*** RECORDS TO USE ***

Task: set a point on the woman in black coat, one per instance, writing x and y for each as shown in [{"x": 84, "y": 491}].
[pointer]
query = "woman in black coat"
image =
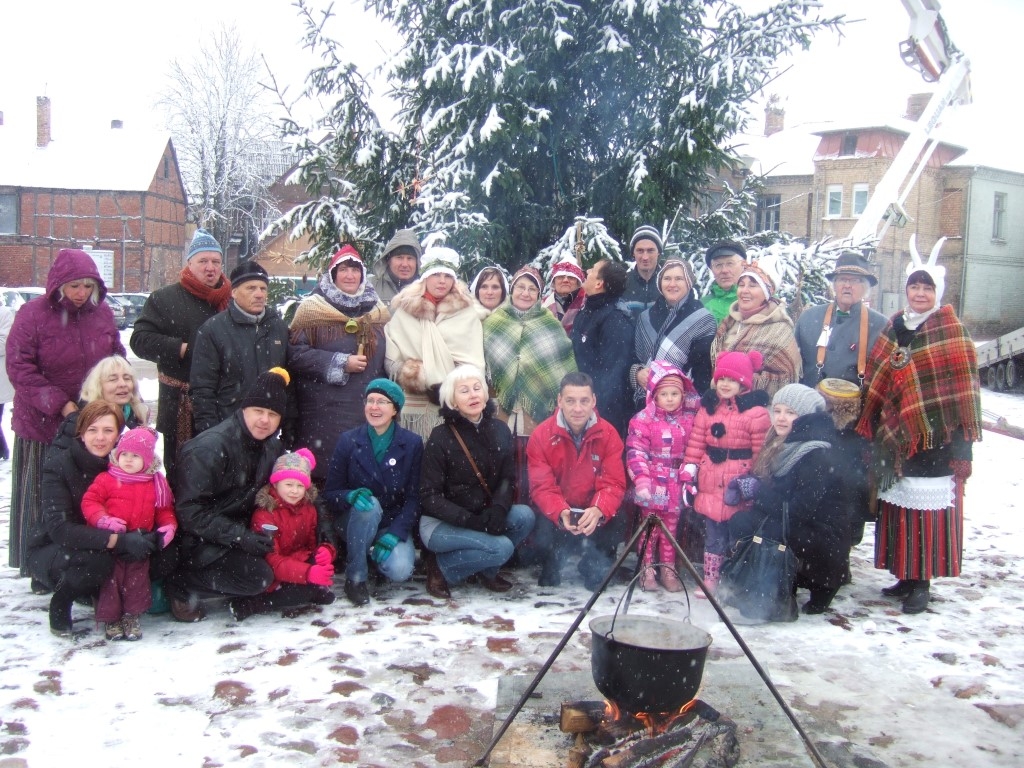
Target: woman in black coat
[
  {"x": 469, "y": 525},
  {"x": 799, "y": 467},
  {"x": 65, "y": 553}
]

*** End of RECORDS TO USE ***

- _PROBLEM DESCRIPTION_:
Print each entry above verbatim, pictures left out.

- _OUTPUT FOR THIS EXERCISE_:
Task: set a point on the woman in black coat, one per instance, writing x and y for each as shown in [{"x": 84, "y": 491}].
[pointer]
query = "woman in black coat"
image =
Target: woman in black coat
[
  {"x": 469, "y": 525},
  {"x": 799, "y": 467},
  {"x": 65, "y": 553}
]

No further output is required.